WORK ORDER: Please continue the macroeconomic update on inflation and financial markets with a passage that picks up after its final sentence.

SOURCE PASSAGE:
════════════════════

Macroeconomic update by François Duhen
Inflationary fears continued to escalate around the world, exacerbated by the energy-related tension that has compounded the existing problems on supply chains. These are major issues for central bankers, the majority of which remain convinced about the transitory nature of inflation and are trying - sometimes unsuccessfully - to provide reassurance against monetary policy being tightened too drastically. Although investors' doubts led to a clear upward acceleration of the main sovereign yields, particularly in Europe, this is not disrupting the performance of equity indices at this stage, as they are well underpinned by encouraging corporate publications that demonstrate their ability to withstand the rise in input costs. Progress regarding negotiations on the US stimulus package is also helping to maintain confidence in the financial markets, although its validation by Congress has been postponed again.

════════════════════

Stored data entries:
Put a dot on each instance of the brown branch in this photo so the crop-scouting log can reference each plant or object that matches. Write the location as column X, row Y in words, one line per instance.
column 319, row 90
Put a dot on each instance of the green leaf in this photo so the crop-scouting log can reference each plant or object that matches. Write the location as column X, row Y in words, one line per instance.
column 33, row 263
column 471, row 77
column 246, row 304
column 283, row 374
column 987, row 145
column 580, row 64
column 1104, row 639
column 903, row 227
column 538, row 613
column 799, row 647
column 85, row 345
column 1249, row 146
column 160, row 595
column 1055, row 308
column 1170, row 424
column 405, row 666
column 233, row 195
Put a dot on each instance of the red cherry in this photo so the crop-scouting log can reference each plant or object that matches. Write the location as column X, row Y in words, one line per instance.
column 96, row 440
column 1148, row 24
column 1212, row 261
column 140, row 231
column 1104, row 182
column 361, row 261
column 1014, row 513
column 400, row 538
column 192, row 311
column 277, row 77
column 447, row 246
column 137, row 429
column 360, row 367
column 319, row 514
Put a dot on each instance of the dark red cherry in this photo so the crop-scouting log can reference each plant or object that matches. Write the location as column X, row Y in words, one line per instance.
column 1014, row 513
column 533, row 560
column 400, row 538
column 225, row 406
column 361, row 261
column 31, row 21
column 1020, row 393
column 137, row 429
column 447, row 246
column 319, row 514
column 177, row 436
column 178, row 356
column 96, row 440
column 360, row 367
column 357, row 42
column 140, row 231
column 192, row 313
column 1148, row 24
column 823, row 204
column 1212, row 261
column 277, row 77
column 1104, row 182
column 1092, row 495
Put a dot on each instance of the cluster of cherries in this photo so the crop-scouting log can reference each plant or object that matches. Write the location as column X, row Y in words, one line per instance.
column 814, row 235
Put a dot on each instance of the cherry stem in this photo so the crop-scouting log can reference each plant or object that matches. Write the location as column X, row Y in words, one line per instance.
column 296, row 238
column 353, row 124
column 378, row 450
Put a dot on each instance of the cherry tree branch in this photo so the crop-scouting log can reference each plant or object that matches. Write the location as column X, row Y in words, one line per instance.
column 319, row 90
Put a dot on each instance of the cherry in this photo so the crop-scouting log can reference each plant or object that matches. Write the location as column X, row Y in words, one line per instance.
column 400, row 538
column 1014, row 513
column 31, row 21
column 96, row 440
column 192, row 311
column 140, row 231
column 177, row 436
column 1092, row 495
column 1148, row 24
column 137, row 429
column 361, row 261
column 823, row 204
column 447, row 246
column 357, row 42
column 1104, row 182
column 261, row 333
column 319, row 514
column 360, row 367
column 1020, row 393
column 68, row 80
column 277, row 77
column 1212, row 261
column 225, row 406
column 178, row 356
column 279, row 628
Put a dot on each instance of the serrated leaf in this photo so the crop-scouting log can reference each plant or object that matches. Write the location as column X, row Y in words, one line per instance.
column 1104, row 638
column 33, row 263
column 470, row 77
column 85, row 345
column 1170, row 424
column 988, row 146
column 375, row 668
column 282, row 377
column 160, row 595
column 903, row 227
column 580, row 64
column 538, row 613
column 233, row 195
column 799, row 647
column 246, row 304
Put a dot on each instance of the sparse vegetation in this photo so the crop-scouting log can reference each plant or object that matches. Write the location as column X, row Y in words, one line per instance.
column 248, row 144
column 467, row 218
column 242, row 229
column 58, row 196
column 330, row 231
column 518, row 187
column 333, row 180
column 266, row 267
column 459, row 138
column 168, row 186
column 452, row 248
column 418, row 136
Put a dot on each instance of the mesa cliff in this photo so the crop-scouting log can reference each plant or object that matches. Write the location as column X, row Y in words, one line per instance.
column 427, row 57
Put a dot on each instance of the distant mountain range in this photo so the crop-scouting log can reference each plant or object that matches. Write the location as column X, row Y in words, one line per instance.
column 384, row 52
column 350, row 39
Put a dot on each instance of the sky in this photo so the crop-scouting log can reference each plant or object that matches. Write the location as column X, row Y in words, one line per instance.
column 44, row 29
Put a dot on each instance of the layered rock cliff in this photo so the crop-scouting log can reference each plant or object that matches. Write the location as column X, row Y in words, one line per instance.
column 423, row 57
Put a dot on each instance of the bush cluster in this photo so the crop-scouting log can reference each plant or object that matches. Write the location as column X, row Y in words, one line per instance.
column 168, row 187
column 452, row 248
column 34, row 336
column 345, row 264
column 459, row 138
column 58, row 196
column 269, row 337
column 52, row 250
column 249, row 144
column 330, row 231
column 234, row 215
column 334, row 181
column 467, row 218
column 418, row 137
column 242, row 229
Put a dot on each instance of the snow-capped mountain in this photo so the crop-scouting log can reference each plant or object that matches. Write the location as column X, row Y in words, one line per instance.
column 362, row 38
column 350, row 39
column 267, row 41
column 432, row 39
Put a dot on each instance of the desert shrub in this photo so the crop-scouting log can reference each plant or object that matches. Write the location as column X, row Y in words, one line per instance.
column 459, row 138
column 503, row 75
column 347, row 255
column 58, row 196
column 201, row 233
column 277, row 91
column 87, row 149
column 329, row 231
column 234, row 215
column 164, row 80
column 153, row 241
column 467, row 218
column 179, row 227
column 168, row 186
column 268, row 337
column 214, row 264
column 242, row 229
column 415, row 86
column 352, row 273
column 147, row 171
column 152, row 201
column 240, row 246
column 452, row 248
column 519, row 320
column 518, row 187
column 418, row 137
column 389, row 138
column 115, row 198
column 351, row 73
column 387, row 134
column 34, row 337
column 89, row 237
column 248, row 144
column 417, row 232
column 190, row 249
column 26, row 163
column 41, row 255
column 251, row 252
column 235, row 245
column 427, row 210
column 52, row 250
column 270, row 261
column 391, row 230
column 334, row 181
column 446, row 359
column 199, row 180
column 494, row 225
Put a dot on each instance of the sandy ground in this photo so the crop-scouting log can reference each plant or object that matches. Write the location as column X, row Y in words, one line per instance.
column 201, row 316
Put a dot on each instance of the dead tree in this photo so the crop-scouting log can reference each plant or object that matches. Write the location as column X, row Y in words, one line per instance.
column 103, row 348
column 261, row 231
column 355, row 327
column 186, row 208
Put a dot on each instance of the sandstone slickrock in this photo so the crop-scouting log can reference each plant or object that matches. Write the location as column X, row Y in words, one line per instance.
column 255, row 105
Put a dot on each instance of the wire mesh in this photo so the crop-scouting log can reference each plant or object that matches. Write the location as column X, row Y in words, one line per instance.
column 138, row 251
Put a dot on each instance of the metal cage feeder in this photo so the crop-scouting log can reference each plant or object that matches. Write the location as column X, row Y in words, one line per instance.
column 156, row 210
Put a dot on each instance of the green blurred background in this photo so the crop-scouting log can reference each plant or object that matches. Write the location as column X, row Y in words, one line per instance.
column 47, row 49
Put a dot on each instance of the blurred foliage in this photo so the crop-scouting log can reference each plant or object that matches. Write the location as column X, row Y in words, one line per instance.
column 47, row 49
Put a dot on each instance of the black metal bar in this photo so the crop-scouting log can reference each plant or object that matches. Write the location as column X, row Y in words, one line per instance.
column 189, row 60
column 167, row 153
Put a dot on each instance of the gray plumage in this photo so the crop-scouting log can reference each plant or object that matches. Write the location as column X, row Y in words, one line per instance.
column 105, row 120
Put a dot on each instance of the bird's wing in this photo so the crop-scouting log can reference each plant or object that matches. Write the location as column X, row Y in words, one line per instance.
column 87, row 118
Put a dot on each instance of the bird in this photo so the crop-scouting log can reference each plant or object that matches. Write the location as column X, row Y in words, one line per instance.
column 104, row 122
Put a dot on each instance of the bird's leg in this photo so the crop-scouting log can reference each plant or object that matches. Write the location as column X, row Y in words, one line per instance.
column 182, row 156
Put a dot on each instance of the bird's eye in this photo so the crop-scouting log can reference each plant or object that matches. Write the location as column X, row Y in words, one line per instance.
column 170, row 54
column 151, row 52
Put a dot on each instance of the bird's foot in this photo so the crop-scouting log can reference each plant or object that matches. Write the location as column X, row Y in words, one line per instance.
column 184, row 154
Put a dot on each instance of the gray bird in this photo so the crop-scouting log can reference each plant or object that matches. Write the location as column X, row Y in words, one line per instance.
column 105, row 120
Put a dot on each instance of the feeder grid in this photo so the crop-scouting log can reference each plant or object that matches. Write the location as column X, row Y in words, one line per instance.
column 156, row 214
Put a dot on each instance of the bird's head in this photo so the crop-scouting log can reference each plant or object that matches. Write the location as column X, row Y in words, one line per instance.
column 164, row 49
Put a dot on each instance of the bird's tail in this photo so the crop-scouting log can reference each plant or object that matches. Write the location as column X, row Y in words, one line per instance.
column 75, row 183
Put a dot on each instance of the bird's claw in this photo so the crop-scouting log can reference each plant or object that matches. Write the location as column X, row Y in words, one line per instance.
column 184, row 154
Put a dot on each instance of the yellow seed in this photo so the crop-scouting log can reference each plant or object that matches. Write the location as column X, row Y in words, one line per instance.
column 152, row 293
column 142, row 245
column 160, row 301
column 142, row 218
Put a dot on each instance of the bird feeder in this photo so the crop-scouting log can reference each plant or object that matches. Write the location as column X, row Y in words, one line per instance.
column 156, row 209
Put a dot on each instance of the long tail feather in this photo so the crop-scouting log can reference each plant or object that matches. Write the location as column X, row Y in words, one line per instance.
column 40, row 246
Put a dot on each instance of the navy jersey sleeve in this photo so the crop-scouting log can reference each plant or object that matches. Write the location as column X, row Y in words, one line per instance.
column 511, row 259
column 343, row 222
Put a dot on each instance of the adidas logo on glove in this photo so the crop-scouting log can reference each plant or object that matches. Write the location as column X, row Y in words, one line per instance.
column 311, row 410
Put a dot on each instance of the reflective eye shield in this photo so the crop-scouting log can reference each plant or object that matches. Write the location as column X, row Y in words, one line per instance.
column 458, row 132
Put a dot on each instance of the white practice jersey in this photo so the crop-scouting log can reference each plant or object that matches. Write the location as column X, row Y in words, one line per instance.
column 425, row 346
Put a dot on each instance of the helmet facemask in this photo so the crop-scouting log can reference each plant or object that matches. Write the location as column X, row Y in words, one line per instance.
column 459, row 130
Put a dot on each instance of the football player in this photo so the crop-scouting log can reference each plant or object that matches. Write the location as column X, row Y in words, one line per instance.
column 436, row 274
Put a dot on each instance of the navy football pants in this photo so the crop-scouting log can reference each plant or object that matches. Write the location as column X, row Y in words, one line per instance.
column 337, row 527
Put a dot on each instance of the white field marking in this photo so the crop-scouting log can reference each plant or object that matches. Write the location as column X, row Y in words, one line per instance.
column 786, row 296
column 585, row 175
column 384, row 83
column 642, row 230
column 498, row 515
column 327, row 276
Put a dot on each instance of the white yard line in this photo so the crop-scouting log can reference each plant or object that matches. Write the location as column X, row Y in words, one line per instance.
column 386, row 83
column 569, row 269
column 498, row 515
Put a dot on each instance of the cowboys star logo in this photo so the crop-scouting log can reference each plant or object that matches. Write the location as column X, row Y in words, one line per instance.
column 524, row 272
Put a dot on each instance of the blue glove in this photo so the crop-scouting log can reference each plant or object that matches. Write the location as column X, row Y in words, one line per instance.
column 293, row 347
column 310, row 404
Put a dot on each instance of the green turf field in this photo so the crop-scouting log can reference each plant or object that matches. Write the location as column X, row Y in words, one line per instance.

════════════════════

OUTPUT OF THE TASK:
In Europe, investors called into question the ECB's scenario of a temporary inflation spike and are increasingly expecting key rates to be raised as of next year. This is an assumption that Christine Lagarde sought to rule out at the last monetary policy meeting, without succeeding in providing reassurance, particularly due to the lack of visibility on the future of the institution's asset purchase programmes after the end of the special pandemic-related programme (PEPP) scheduled for March. The president's failure to dispel concerns was reflected in the sharp rise in European sovereign yields, particularly those of peripheral countries, thus accentuating a trend that has been underway for several weeks as inflation figures continue to spring an upward surprise. These inflationary pressures are particularly fuelled by the surge in energy prices and in particular those of European gas, against a backdrop of weak supplies from Russia and abnormally low inventory levels. This is already weighing on economic activity, with several plant closures, but also on the margins of companies facing other cost increases. Nevertheless, while one-third of the companies in the Stoxx Europe 600 had published their quarterly results by end-October, most of them are proving resilient for the time being, sending out a positive signal that European indices are returning to their historical highs.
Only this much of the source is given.